[Problem] Your task is to copy every line below that contains the word "blonde".

─── Material shown ───

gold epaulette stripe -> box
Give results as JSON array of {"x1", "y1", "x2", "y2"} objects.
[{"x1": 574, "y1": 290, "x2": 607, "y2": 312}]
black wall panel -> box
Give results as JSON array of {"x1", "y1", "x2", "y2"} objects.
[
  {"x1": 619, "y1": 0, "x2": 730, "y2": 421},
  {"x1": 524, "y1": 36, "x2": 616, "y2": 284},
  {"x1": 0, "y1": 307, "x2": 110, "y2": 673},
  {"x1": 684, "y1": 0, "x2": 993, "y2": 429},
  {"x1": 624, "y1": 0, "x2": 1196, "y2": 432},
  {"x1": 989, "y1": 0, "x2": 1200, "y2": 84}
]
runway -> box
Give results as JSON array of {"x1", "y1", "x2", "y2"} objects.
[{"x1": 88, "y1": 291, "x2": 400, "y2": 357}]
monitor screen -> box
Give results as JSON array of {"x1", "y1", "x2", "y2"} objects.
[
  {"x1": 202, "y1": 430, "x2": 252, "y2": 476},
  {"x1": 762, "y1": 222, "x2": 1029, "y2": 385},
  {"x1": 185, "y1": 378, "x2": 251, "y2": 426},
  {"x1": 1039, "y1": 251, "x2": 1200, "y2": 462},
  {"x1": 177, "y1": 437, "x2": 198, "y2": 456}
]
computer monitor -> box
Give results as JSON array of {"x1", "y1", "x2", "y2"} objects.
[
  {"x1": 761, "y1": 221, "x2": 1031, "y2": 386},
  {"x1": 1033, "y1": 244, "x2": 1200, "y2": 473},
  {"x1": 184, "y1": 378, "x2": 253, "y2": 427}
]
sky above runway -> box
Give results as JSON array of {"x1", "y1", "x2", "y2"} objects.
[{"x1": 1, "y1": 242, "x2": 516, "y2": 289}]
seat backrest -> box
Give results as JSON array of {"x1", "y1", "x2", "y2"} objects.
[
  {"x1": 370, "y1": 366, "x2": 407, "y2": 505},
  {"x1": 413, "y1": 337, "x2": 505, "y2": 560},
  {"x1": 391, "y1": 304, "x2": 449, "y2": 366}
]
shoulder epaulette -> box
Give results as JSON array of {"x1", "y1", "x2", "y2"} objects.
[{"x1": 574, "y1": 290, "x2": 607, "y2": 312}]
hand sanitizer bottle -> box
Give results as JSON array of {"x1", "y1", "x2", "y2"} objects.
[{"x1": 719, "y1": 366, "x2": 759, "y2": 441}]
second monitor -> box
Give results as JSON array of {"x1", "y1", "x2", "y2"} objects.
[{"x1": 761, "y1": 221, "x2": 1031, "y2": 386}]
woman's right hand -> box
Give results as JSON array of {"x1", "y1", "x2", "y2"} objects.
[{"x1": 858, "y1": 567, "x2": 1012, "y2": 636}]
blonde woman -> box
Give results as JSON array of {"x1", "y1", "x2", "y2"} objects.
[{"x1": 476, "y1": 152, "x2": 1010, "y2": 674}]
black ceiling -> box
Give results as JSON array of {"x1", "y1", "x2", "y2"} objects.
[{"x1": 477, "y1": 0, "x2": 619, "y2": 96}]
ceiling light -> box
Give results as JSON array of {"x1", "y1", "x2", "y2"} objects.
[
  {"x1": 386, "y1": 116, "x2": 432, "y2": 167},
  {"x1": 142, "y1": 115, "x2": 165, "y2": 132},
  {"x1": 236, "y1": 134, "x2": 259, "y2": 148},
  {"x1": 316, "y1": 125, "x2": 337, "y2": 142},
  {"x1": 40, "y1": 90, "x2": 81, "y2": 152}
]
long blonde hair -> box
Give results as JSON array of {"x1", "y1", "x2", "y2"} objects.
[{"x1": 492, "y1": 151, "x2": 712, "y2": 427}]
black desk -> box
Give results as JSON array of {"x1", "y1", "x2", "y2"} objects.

───

[Task answer]
blonde woman -> box
long blonde hair -> box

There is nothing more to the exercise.